RECORDS FOR THE EXERCISE.
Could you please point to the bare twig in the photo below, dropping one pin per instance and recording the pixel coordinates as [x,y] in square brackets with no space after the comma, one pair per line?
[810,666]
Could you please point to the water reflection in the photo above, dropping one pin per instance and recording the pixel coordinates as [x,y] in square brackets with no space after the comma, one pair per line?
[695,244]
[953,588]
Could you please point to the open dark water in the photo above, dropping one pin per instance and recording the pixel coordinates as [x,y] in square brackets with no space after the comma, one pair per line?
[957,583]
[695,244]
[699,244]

==

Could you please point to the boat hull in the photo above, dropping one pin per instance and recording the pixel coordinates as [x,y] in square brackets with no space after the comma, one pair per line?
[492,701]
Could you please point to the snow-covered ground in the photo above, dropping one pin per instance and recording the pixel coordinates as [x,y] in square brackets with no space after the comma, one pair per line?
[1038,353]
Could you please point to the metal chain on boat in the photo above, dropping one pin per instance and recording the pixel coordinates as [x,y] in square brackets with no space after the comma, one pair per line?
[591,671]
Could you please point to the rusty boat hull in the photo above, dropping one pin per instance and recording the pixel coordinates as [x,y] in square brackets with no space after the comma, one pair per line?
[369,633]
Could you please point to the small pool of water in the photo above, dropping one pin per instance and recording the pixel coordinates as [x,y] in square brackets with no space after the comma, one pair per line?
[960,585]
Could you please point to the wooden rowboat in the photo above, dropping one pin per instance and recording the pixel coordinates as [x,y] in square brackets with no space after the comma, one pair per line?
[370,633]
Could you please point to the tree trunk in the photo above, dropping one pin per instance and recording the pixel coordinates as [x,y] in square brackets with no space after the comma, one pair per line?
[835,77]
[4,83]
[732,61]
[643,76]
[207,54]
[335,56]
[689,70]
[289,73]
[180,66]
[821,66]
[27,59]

WRITTEN REQUEST. How many lines of the material contain the word "above"? Reply with the number alone.

SOLVED PROBLEM. 9